** Written instruction **
Transcribe the material below verbatim, starting at its first line and ending at the line that contains "[[285, 731], [838, 767], [317, 581], [61, 689]]", including both of those lines. Omit the pictures from your transcription.

[Collection entries]
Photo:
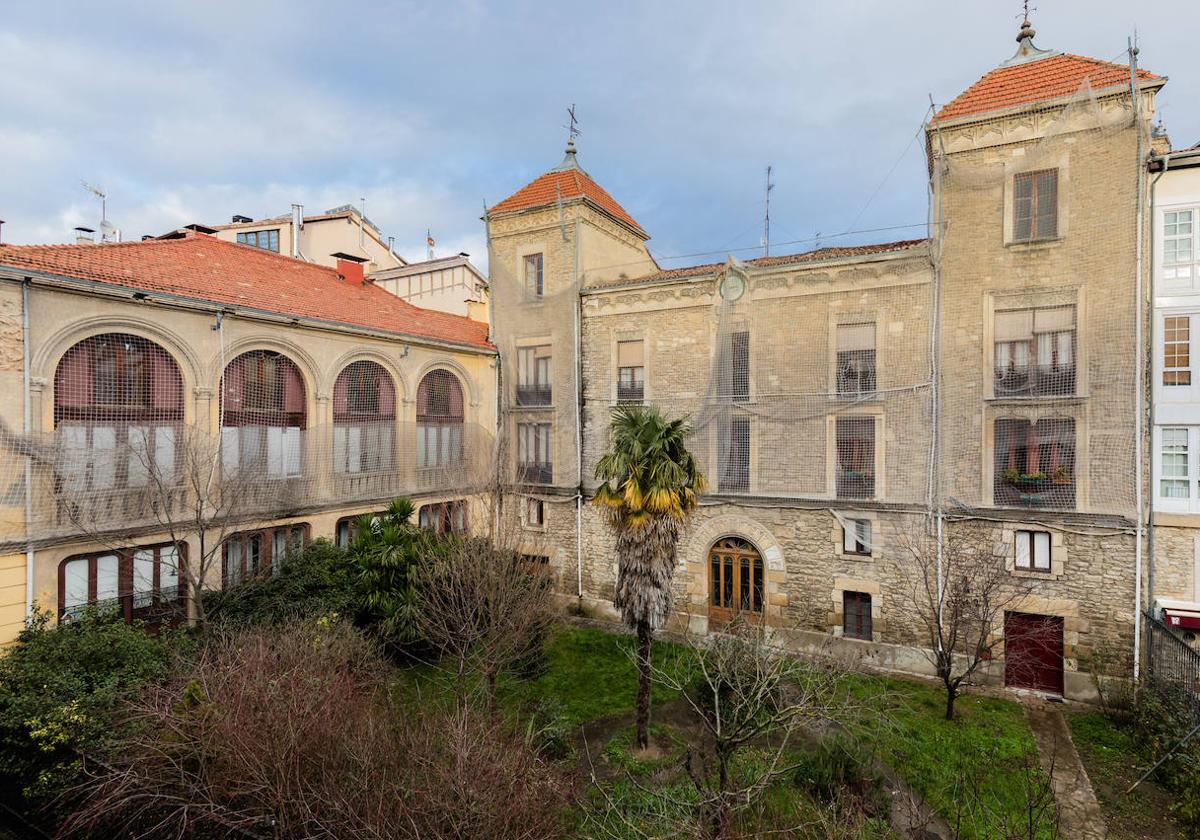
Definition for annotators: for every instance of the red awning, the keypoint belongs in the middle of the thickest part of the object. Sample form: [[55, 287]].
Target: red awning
[[1185, 619]]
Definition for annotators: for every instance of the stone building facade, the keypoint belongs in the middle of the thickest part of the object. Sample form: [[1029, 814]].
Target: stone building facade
[[103, 341], [847, 399]]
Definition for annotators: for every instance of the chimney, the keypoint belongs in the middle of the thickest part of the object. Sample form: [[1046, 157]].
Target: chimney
[[349, 267]]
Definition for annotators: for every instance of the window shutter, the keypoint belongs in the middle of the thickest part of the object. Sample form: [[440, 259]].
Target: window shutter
[[1014, 325]]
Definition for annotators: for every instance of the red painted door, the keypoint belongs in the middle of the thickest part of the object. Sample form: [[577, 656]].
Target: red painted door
[[1033, 652]]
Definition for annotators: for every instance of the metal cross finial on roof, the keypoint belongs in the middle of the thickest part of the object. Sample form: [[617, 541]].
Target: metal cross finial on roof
[[571, 130]]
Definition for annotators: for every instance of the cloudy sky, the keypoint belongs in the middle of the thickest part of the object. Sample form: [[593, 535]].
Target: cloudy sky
[[193, 112]]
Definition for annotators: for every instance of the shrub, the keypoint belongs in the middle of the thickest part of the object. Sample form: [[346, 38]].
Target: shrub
[[285, 731], [838, 767], [317, 581], [61, 689]]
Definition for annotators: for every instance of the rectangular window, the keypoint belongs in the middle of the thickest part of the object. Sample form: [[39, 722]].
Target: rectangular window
[[856, 616], [856, 359], [1177, 351], [535, 513], [533, 276], [267, 240], [630, 371], [856, 457], [253, 552], [735, 457], [445, 517], [534, 461], [1036, 205], [1032, 550], [1035, 463], [534, 376], [1036, 352], [1179, 247], [856, 537], [129, 582], [733, 367]]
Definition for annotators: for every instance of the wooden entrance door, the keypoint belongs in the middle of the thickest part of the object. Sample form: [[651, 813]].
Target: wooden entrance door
[[1033, 652], [735, 582]]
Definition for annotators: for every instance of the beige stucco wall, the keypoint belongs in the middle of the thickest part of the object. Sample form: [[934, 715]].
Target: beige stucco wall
[[60, 318]]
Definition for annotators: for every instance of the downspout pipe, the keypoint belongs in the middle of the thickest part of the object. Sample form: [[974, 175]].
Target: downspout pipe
[[28, 427], [1165, 160], [1139, 383], [579, 415]]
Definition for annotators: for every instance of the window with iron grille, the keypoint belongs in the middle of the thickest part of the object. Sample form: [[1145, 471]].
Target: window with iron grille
[[1036, 352], [534, 371], [118, 408], [129, 582], [364, 419], [856, 615], [534, 460], [733, 367], [856, 359], [856, 457], [1036, 205], [533, 275], [255, 553], [439, 420], [267, 240], [630, 371], [444, 517], [736, 448], [1032, 550], [1035, 463]]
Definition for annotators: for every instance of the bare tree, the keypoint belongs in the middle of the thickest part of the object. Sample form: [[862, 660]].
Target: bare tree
[[165, 480], [747, 693], [958, 598], [486, 607]]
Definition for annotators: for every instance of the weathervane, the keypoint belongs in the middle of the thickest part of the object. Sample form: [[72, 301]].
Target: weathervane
[[571, 131]]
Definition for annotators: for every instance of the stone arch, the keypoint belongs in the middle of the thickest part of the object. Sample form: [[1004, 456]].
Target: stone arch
[[384, 360]]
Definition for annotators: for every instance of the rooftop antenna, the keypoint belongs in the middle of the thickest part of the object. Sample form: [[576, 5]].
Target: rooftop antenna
[[766, 215]]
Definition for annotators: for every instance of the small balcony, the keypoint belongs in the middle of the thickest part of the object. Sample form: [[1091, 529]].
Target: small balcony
[[533, 395], [535, 473], [631, 395], [165, 605], [856, 484], [1036, 381]]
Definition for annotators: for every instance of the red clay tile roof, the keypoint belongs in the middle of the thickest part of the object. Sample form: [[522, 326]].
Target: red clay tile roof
[[1035, 81], [768, 262], [545, 190], [205, 268]]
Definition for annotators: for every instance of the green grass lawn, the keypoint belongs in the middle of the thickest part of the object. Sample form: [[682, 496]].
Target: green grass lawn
[[591, 675], [988, 745]]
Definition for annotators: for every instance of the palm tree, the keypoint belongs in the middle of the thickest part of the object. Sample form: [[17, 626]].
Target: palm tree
[[651, 484]]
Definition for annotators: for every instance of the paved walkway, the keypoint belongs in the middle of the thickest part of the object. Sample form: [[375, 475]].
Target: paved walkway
[[1079, 814]]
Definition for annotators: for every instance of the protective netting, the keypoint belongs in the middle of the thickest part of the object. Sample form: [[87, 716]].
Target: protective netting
[[1057, 301], [127, 456]]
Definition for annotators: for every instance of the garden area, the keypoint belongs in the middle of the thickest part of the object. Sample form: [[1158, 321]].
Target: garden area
[[424, 685]]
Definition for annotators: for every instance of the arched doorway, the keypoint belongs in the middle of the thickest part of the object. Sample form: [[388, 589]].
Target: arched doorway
[[735, 581]]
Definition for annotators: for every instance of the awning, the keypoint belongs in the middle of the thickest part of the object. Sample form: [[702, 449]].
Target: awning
[[1183, 619]]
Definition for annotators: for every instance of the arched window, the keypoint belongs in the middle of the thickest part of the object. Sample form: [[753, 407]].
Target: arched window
[[263, 414], [364, 419], [735, 581], [118, 407], [438, 420]]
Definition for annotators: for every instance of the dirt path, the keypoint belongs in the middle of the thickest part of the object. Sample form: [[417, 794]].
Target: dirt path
[[1079, 813]]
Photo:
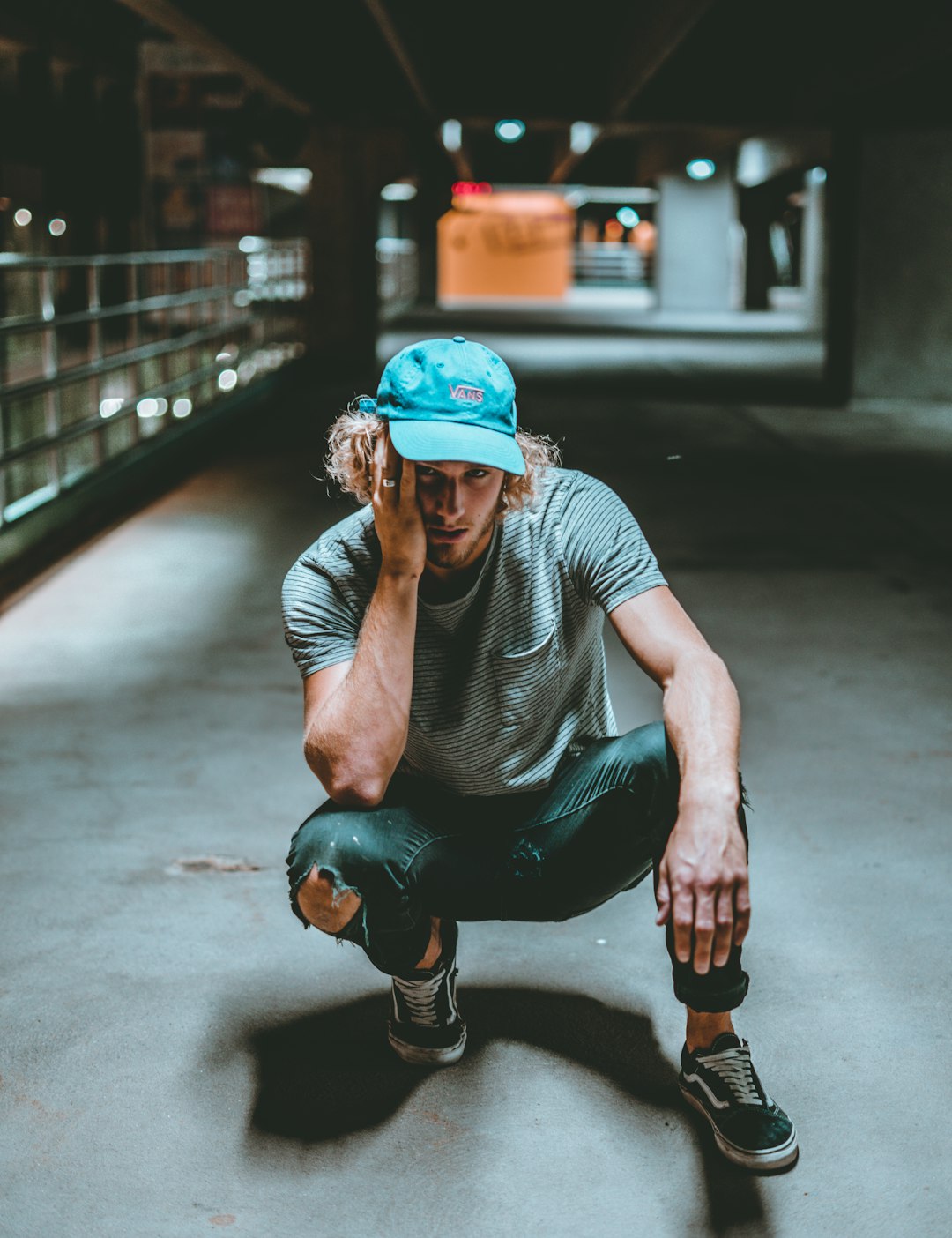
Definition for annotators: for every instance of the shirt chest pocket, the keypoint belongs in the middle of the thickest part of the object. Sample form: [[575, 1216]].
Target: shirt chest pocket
[[527, 680]]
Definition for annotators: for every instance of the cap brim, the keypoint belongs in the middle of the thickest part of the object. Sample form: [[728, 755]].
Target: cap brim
[[452, 441]]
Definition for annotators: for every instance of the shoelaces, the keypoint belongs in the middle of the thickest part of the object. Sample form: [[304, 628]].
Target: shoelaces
[[734, 1067], [420, 996]]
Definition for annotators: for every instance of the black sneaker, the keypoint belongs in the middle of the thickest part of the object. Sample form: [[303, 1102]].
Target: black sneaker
[[426, 1028], [749, 1127]]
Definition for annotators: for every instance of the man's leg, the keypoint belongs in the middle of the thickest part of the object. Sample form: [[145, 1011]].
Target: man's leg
[[394, 879], [602, 828]]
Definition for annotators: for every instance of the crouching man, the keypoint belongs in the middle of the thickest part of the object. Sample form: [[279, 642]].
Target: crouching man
[[457, 714]]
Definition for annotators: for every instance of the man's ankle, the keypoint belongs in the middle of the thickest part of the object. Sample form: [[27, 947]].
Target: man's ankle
[[432, 952], [704, 1026]]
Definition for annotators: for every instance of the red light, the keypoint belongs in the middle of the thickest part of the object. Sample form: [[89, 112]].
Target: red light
[[462, 187]]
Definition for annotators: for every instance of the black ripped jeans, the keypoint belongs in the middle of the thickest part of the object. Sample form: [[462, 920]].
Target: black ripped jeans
[[599, 827]]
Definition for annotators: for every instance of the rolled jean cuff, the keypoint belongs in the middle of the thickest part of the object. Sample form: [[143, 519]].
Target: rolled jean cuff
[[709, 999]]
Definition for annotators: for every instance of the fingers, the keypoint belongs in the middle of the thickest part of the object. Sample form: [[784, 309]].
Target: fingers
[[663, 897], [703, 931], [741, 910], [723, 928], [385, 468], [682, 916], [407, 481]]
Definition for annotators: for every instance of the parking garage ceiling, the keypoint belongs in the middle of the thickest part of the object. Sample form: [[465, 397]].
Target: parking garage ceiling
[[639, 68]]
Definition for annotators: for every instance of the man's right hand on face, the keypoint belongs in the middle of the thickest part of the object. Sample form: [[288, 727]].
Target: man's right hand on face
[[398, 518]]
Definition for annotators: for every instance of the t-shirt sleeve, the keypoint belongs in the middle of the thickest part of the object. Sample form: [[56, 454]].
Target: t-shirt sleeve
[[320, 627], [605, 551]]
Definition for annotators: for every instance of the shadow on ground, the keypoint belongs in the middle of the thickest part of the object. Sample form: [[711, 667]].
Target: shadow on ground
[[324, 1076]]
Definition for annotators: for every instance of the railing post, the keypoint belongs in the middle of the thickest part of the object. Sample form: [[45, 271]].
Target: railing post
[[51, 367], [94, 303]]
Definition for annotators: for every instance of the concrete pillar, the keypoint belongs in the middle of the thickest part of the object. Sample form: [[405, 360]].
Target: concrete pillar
[[697, 242], [904, 279], [813, 264], [351, 165]]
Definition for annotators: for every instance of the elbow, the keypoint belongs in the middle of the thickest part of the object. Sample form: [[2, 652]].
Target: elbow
[[351, 796], [343, 787]]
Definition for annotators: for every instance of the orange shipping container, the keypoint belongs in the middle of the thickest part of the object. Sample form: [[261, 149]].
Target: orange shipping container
[[505, 245]]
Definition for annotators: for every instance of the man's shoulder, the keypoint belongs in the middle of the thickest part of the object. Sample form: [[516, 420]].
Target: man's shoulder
[[343, 551], [563, 487]]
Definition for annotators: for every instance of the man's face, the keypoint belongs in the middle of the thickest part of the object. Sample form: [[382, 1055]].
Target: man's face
[[458, 503]]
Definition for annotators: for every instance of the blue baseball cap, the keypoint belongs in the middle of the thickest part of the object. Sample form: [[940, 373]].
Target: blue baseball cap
[[450, 400]]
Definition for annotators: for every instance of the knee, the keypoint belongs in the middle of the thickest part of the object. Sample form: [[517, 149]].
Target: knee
[[648, 750], [324, 903]]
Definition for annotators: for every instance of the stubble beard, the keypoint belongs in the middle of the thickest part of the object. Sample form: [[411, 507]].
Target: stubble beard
[[456, 555]]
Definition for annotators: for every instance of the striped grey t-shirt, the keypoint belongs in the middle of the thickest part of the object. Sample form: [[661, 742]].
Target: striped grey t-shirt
[[513, 675]]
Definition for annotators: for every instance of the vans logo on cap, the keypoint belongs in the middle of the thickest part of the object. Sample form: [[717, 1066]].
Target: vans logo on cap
[[461, 392]]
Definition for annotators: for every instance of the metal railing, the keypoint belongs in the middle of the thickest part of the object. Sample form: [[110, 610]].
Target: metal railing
[[100, 353], [611, 263]]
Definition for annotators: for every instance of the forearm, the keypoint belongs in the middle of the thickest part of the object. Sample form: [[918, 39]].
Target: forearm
[[357, 738], [703, 717]]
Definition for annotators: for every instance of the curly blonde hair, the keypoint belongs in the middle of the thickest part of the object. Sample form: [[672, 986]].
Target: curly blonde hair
[[351, 451]]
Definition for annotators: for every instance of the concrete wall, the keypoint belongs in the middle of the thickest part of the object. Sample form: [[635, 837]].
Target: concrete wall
[[904, 287], [697, 250]]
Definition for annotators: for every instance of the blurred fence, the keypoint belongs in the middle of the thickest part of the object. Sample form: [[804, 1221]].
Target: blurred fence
[[397, 275], [100, 354]]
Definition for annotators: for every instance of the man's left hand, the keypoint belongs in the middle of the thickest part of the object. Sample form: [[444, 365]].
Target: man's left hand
[[703, 886]]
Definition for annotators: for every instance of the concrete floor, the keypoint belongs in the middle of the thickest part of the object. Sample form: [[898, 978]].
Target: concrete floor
[[177, 1056]]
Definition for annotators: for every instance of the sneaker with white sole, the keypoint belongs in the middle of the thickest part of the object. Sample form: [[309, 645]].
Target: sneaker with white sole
[[749, 1127], [426, 1028]]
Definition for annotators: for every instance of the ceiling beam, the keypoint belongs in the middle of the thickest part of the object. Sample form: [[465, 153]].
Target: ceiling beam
[[409, 70], [658, 39], [171, 19]]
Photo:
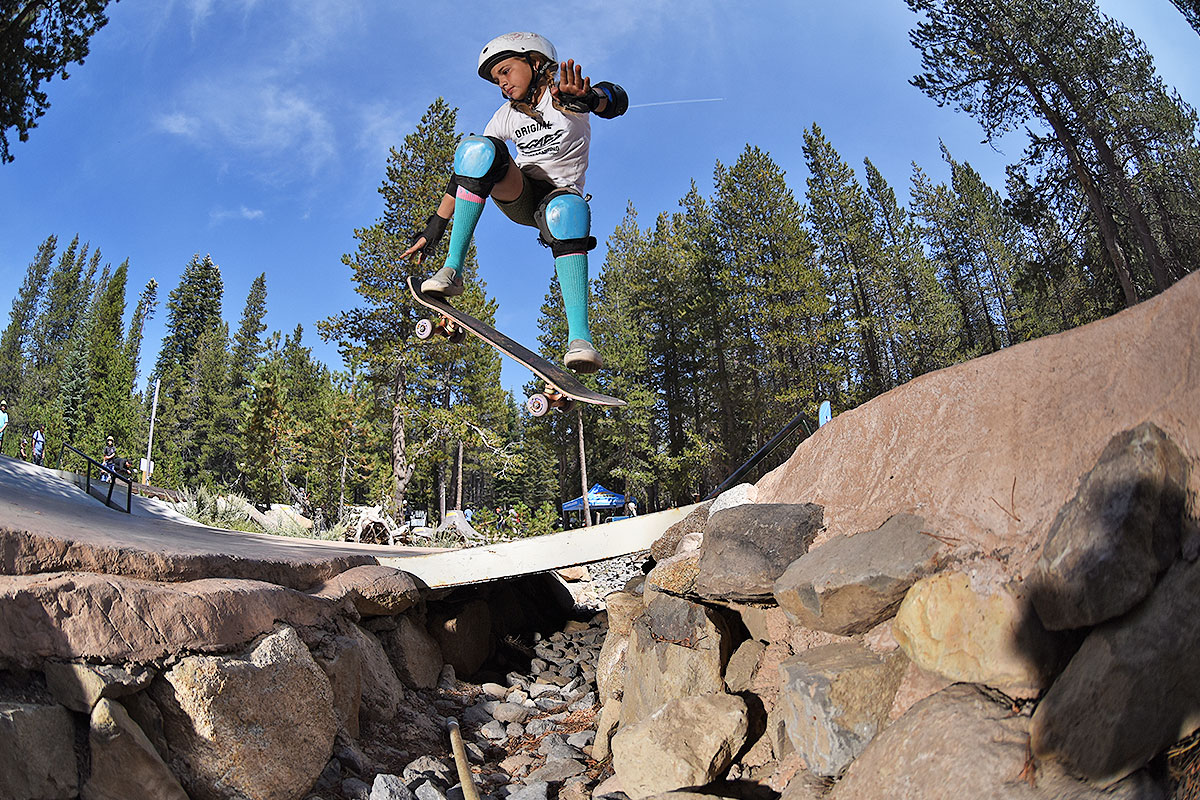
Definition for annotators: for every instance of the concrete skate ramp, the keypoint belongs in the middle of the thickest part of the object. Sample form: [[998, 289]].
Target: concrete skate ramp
[[48, 524]]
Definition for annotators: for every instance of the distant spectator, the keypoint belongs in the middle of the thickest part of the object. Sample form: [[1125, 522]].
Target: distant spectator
[[109, 456], [40, 444]]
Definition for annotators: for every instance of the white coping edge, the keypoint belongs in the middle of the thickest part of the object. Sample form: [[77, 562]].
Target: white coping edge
[[538, 553]]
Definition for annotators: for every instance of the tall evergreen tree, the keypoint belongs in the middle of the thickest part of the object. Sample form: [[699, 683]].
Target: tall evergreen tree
[[247, 344], [420, 388], [21, 319]]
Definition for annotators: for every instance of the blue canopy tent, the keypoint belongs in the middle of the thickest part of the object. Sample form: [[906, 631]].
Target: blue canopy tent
[[599, 499]]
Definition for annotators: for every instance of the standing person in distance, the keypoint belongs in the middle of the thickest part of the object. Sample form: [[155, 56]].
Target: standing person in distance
[[547, 116]]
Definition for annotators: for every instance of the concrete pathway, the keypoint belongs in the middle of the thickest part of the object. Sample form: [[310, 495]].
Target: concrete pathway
[[47, 523]]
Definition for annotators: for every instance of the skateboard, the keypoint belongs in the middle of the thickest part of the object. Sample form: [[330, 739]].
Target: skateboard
[[563, 389]]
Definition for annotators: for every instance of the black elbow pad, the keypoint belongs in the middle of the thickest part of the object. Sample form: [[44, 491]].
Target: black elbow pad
[[618, 101]]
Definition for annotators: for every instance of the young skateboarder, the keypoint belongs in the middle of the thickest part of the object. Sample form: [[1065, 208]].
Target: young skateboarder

** Solution to this problem **
Photo:
Definition for annotators: for every instance of the red awning, the keypoint belongs in the middle of the thickest part of the object. Sample form: [[55, 287]].
Target: red awning
[[1185, 619]]
Definition for annotators: for every instance of the stone building facade, the keypoint belongs in the middle of the thickest part of the object. Sample form: [[1029, 814]].
Target: stone building facade
[[103, 341], [847, 399]]
Definition for annotators: for every instance of the chimney, the keypoint belongs in the middle of the thickest part of the object. Sample form: [[1046, 157]].
Target: chimney
[[349, 267]]
Definition for annotators: for every instance of the window shutter, the keypoint belongs in the middle of the thickest part of the object. Sample form: [[440, 259]].
Target: window shutter
[[1014, 325]]
Definition for annotators: for every instance of the red painted door, the keypoint belongs in the middle of the thickest part of the object. Sample form: [[577, 656]].
Target: red painted door
[[1033, 652]]
Definition for annotators: for every instance of the metal cross finial on roof, the keypoint belongs in the middle of the thickest part of the object. Sample form: [[617, 541]].
Target: metal cross finial on roof
[[571, 130]]
Definition for annotators: for every instance of the cloudy sky, the keypoint belongs in the middle of the thickest part of the object. Sample form: [[593, 535]].
Target: cloudy sky
[[193, 112]]
Definition for annotators: for every instance of the shrub, the keypoint belongs in the middle of the thickest part of the object. Sample form: [[346, 38]].
Target: shrub
[[285, 731], [838, 767], [317, 581], [61, 689]]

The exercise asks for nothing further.